[Opening Dataset content section]

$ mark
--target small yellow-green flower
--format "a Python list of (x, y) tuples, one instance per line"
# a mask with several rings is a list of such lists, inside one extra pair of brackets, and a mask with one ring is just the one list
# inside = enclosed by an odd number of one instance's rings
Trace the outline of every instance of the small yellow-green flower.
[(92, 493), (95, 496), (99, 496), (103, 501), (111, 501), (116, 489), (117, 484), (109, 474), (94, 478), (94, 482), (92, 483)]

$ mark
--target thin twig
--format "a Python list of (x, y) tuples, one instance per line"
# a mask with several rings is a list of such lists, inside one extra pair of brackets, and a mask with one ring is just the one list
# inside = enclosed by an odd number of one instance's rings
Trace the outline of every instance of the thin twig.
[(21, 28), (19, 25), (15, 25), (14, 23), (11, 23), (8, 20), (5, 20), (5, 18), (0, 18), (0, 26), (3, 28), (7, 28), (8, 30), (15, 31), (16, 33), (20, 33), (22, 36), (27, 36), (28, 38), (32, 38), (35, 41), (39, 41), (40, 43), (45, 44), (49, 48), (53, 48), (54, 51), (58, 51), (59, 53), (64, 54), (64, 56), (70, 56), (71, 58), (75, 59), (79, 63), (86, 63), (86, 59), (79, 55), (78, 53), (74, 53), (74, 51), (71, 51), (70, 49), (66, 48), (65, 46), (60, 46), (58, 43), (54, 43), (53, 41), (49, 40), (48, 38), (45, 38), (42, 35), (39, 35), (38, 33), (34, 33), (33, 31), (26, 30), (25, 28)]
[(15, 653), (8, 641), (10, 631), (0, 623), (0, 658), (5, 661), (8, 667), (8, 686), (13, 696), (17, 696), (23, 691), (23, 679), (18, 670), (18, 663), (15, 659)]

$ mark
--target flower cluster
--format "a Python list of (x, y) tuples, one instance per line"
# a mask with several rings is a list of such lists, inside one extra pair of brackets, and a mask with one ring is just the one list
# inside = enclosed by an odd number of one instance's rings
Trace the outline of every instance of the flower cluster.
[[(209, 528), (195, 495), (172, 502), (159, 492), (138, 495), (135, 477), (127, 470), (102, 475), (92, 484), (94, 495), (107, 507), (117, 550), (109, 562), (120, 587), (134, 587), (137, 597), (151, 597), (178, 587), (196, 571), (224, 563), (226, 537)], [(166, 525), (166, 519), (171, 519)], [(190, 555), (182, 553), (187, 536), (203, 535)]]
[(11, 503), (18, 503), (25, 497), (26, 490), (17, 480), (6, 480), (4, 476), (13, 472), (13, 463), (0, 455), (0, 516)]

[Closing Dataset content section]

Every entry should be transcribed exactly, with nothing omitted.

$ mark
--target small yellow-green flower
--format "a Python list of (x, y) tuples, one instance per line"
# a mask with several rings is a list of such lists, inside one extra pair of brackets, and a mask with one ring is just the one list
# inside = enclosed by an odd number of one instance's rings
Trace the outline of every instance of the small yellow-green flower.
[(92, 493), (95, 496), (99, 496), (103, 501), (111, 501), (116, 489), (117, 484), (109, 474), (94, 478), (94, 482), (92, 483)]

$ mark
--target thin twig
--format "a Python list of (x, y) tuples, one instance per line"
# a mask with several rings is a list of such lists, inside one extra pair of brackets, and a mask with one ring is just the one list
# inside = enclosed by an odd number of one instance's rings
Trace the outline of every instance of the thin twig.
[(21, 28), (19, 25), (15, 25), (14, 23), (11, 23), (8, 20), (5, 20), (5, 18), (0, 18), (0, 26), (3, 28), (7, 28), (8, 30), (15, 31), (16, 33), (20, 33), (22, 36), (27, 36), (28, 38), (32, 38), (35, 41), (39, 41), (40, 43), (45, 44), (49, 48), (53, 48), (54, 51), (58, 51), (59, 53), (64, 54), (64, 56), (70, 56), (71, 58), (75, 59), (79, 63), (86, 63), (86, 59), (79, 55), (78, 53), (74, 53), (74, 51), (71, 51), (70, 49), (66, 48), (65, 46), (60, 46), (58, 43), (54, 43), (53, 41), (49, 40), (48, 38), (45, 38), (42, 35), (39, 35), (38, 33), (34, 33), (33, 31), (26, 30), (25, 28)]
[(15, 653), (8, 641), (10, 631), (0, 623), (0, 658), (5, 661), (8, 667), (8, 686), (13, 696), (17, 696), (23, 691), (23, 679), (18, 670), (18, 663), (15, 659)]

$ mark
--target flower cluster
--format "a Python list of (x, y) tuples, one instance per line"
# a mask with several rings is a list of such lists, inside one extra pair of brackets, and a mask with one ring is just the one list
# inside = enclosed by an odd number of one instance's rings
Trace the outline of every instance of the flower cluster.
[[(209, 528), (195, 495), (172, 502), (159, 492), (138, 495), (135, 477), (127, 470), (102, 475), (92, 484), (94, 495), (107, 507), (117, 550), (109, 562), (120, 587), (134, 587), (137, 597), (151, 597), (178, 587), (196, 571), (224, 563), (226, 537)], [(166, 525), (166, 519), (171, 519)], [(190, 555), (182, 553), (187, 536), (203, 535)]]
[(11, 503), (18, 503), (25, 497), (26, 490), (17, 480), (6, 480), (4, 476), (13, 472), (13, 463), (0, 455), (0, 516)]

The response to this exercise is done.